#### Task directions
Copy the records below exactly. Include all of them.

Data for this task section start

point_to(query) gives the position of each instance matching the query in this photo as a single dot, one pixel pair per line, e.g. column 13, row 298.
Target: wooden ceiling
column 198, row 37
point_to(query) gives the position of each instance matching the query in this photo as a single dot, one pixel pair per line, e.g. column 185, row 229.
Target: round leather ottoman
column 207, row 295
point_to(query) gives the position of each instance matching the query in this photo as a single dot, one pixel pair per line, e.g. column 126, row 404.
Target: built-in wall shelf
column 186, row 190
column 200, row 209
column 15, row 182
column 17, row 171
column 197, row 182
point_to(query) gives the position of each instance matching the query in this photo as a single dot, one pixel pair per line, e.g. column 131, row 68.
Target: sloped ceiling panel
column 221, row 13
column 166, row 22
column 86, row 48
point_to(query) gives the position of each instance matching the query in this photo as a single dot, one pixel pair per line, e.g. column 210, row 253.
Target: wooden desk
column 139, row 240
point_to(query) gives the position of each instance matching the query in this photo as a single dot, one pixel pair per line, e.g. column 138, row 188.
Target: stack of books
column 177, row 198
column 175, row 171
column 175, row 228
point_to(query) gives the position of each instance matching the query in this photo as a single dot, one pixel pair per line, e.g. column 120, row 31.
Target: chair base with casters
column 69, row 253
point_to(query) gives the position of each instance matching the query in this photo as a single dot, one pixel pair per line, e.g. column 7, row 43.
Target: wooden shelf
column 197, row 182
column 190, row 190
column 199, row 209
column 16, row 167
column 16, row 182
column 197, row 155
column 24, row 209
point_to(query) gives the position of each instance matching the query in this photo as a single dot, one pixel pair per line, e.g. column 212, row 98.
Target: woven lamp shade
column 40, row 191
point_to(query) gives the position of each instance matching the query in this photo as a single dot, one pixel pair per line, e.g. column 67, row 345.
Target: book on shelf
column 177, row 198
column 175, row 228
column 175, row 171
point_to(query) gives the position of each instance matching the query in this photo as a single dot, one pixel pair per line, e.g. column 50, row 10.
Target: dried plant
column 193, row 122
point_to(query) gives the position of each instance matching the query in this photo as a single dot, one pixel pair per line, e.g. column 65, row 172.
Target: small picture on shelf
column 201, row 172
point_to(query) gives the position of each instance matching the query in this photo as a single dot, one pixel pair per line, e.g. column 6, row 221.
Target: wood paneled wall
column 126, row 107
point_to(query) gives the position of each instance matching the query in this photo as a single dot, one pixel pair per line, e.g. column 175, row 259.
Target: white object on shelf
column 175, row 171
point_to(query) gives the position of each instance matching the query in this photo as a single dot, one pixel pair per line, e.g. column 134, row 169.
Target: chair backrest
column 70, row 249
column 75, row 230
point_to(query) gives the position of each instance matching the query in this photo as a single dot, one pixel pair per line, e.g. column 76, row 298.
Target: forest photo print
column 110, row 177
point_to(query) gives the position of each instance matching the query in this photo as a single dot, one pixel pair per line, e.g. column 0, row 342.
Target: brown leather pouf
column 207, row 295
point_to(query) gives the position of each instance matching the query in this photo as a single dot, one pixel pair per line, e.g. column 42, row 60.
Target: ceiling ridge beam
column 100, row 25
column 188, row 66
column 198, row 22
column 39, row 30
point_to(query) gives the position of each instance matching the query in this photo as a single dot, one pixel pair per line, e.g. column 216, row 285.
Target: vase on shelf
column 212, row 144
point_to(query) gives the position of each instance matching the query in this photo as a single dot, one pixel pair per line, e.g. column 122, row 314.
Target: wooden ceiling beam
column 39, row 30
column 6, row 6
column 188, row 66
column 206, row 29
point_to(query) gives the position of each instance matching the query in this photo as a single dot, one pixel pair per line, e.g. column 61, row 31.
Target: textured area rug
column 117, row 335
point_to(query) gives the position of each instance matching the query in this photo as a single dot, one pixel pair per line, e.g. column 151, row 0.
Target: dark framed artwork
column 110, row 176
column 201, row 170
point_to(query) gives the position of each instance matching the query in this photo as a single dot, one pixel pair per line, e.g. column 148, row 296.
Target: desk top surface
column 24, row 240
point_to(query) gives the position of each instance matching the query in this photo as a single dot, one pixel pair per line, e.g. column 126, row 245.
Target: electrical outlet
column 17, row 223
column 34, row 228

Data for this task section end

#### Answer space
point_to(query) gives the position of each instance matching the query in this photo as a single dot, one pixel pair per line, e.g. column 13, row 298.
Target: wooden ceiling
column 198, row 37
point_to(query) gives the position of each instance matching the query in this photo as a single dot, one pixel pair per line, e.g. column 185, row 229.
Target: round leather ottoman
column 207, row 295
point_to(query) gives the position of each instance matching the query in this photo as a single dot, one pixel pair per line, e.g. column 126, row 404.
Target: built-in wall shelf
column 186, row 190
column 200, row 209
column 15, row 182
column 17, row 171
column 197, row 182
point_to(query) gives the position of each instance matching the query in this photo as a single dot, one pixel pair per line, e.g. column 131, row 68.
Target: sloped ceiling panel
column 221, row 13
column 166, row 22
column 86, row 48
point_to(query) gives the position of each instance matching the query in this photo as a single dot, one pixel pair per line, e.g. column 210, row 253.
Target: wooden desk
column 139, row 240
point_to(query) gives the position of each instance matching the query in this photo as a single dot, one pixel pair per line, e.g. column 138, row 188.
Target: stack of books
column 177, row 198
column 175, row 171
column 175, row 228
point_to(query) gives the position of each instance matching the query in this photo as a single dot, one pixel pair per line, e.g. column 120, row 31.
Target: chair base with casters
column 69, row 253
point_to(query) gives the position of each instance matching the query in this photo as a single dot, one pixel pair per line, e.g. column 7, row 43.
Target: wooden shelf
column 197, row 182
column 190, row 190
column 199, row 209
column 16, row 167
column 16, row 182
column 197, row 155
column 24, row 209
point_to(query) gives the position of each instance matching the query in this photo as a single dot, one pixel pair per line, e.g. column 212, row 98.
Target: woven lamp shade
column 40, row 191
point_to(query) gives the position of each instance matching the query in this photo as a single dot, one pixel pair per line, e.g. column 67, row 345.
Target: book on shelf
column 177, row 198
column 175, row 228
column 175, row 171
point_to(query) gives the position of each instance matching the query in this photo as a single dot, one pixel pair per line, e.g. column 50, row 10.
Target: dried plant
column 193, row 122
point_to(query) gives the position of each instance matching the query in this photo as a single dot, one pixel pair per line, e.g. column 65, row 172.
Target: small picture on shelf
column 201, row 172
point_to(query) gives the position of each instance matching the query in this photo as a single dot, one pixel pair per line, e.g. column 6, row 221.
Target: wood paneled wall
column 126, row 107
point_to(query) gives the position of each instance matching the query in this photo as a single dot, one pixel pair per line, e.g. column 175, row 259.
Target: white object on shelf
column 175, row 171
point_to(query) gives the position of each instance matching the query in this photo as a single dot, one pixel pair per line, e.g. column 134, row 169.
Target: chair backrest
column 70, row 249
column 75, row 230
point_to(query) gives the position of each instance matching the query in this photo as a single dot, one pixel pair per line, e.g. column 76, row 298.
Target: forest photo print
column 110, row 177
point_to(query) gives the position of each instance matching the query in this photo as a single dot, one pixel pair per line, e.g. column 0, row 342.
Target: brown leather pouf
column 207, row 295
point_to(query) gives the position of each instance matching the query in this photo as a single dot, one pixel pair per line, e.g. column 42, row 60.
Target: ceiling ridge beam
column 100, row 25
column 188, row 66
column 198, row 22
column 39, row 30
point_to(query) gives the position of each instance matching the query in this photo as a single dot, one pixel pair per line, e.g. column 216, row 285.
Target: vase on shelf
column 212, row 144
point_to(query) gives the position of each instance matching the query in this photo as a single dot, one pixel pair per line, e.g. column 122, row 314.
Target: wooden ceiling beam
column 39, row 30
column 6, row 6
column 188, row 66
column 206, row 29
point_to(query) gives the position of each instance matching the query in this photo as a single dot, one pixel pair per line, e.g. column 61, row 31.
Target: textured area rug
column 117, row 335
point_to(query) gives the position of each instance matching the query in this photo as a single dot, one pixel pair per line, e.g. column 151, row 0.
Target: dark framed artwork
column 110, row 176
column 201, row 170
point_to(query) gives the position of each instance matching the query in this photo as a single dot, one pixel pair per line, e.g. column 148, row 296.
Target: desk top surface
column 24, row 240
point_to(query) gives the position of each instance matching the query in this photo as a single dot, one pixel pair per line, e.g. column 126, row 245.
Target: electrical outlet
column 17, row 223
column 34, row 228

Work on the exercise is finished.